### What you have to do
Rewrite only the stretch of the listing from the line containing "the blue crystal" through the line containing "(1045, 234)", swapping "Expected behavior" for "Desired result" and leaving everything else unchanged.

### Task inputs
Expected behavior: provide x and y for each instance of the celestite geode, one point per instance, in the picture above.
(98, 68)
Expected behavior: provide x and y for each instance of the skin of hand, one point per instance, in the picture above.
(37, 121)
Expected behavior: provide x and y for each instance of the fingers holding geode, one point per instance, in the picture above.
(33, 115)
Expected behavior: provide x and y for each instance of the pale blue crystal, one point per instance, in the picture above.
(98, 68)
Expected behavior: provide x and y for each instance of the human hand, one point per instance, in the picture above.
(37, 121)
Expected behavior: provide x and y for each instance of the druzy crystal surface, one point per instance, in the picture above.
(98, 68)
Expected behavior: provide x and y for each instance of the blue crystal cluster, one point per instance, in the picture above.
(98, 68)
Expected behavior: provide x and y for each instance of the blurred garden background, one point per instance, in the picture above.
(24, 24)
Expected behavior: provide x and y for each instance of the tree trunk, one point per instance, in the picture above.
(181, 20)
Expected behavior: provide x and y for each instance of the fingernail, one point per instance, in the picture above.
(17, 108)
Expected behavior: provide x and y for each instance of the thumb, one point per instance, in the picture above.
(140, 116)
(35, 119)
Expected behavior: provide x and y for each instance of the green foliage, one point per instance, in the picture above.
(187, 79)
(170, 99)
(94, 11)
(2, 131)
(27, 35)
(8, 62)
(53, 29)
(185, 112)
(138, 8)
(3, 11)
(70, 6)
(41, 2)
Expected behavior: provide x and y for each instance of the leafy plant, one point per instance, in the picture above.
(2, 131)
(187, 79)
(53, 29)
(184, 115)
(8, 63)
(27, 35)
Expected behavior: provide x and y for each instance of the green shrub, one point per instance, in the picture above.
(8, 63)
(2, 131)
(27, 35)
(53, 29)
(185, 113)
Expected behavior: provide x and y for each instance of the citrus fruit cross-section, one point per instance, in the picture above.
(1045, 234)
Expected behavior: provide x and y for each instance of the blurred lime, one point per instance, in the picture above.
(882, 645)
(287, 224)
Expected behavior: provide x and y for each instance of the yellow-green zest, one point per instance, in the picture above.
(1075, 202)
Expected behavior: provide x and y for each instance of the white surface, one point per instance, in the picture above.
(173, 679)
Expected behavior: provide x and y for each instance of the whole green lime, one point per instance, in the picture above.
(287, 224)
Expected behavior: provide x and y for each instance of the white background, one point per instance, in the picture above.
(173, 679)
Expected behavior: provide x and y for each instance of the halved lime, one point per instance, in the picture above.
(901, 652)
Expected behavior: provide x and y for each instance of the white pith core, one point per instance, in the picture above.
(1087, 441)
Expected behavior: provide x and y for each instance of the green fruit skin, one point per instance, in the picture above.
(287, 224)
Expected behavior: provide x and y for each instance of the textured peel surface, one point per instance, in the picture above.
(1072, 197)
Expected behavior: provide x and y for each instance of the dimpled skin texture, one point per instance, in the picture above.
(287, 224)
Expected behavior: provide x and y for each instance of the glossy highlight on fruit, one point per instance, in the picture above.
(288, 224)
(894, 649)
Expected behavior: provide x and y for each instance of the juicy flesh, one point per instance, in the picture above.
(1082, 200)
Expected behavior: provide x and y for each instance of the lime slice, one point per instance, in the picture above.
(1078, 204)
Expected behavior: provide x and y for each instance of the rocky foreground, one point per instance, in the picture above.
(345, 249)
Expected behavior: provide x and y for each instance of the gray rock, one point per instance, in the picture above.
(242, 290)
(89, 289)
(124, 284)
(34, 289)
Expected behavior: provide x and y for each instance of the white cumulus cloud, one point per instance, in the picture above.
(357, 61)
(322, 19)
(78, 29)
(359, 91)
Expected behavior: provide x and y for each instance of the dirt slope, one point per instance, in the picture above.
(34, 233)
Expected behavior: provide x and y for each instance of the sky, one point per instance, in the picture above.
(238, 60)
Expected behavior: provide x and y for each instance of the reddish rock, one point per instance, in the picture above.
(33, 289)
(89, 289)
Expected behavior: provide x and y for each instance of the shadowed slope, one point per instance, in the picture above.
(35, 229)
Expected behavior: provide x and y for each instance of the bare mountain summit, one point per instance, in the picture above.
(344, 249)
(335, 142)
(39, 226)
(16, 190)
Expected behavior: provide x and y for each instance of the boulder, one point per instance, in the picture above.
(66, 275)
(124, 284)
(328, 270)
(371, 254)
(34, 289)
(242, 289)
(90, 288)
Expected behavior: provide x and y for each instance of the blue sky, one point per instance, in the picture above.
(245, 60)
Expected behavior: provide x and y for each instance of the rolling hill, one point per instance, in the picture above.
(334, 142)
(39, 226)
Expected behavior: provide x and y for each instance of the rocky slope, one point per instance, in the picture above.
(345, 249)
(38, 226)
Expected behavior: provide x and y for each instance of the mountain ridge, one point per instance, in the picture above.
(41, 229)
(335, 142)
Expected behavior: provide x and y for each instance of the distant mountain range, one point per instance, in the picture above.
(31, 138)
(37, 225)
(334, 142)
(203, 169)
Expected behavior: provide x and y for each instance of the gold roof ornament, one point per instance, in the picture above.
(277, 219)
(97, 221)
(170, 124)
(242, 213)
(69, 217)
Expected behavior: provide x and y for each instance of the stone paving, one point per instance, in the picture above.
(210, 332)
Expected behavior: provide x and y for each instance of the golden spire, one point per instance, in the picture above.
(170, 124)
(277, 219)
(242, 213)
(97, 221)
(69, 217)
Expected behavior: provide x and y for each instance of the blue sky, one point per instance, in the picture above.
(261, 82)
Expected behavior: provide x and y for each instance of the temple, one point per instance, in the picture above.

### Response for this exercise
Desired result: provide x and y for each instance of the blue crystal cluster, one point per instance, in the picture above.
(98, 68)
Desired result: provide x and y for each instance of the blurred garden background, one point per instance, in the picture above.
(24, 24)
Desired result: provide x and y for each instance of the tree trunk, one point per instance, in the picture above.
(181, 20)
Desired result: provide x and y for each instance of the fingernail, one point per instance, in the picture above.
(17, 108)
Desired result: provide x and y for each instance of the thumb, one point per instance, in the picture above.
(140, 116)
(35, 119)
Desired result: provide x and y for each instance of the green foliage, one point per instance, in the picture above.
(187, 79)
(170, 99)
(94, 11)
(2, 131)
(27, 35)
(8, 62)
(53, 29)
(185, 112)
(138, 8)
(3, 11)
(70, 6)
(41, 2)
Desired result: provide x and y for each instance of the leafy plant, one point per instance, in the picture above.
(2, 131)
(187, 79)
(53, 29)
(184, 115)
(8, 63)
(27, 35)
Desired result: provide x and y for each instance of the green shrub, one point per instance, in the picture above.
(8, 63)
(2, 131)
(27, 35)
(53, 29)
(185, 113)
Desired result: provide x and y for each instance of the citrus fruit cross-section, one point per instance, in the picture above.
(1045, 234)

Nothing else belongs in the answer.